Written exercise:
Swap "beak" for "bill" everywhere in the data below, and write the data out again with nothing else changed. Leave the pictures out.

[Rows from a box-labeling dataset]

################

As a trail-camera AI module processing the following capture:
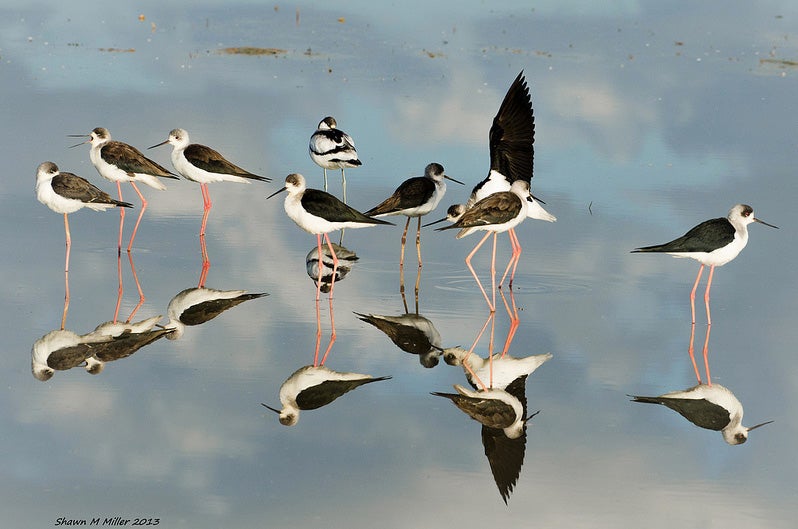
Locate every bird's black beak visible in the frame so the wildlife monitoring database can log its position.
[754,217,779,228]
[264,187,288,200]
[147,140,169,149]
[260,402,280,415]
[748,418,775,432]
[443,175,465,186]
[67,134,91,149]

################

Written solution:
As a trail-camera AI module processing the following capture:
Locate every bird's black bill visible in the frame so the wildlife monitoring database can log its position.
[754,217,779,228]
[264,187,288,200]
[147,140,169,149]
[260,402,280,415]
[748,418,775,432]
[443,175,465,186]
[67,134,91,149]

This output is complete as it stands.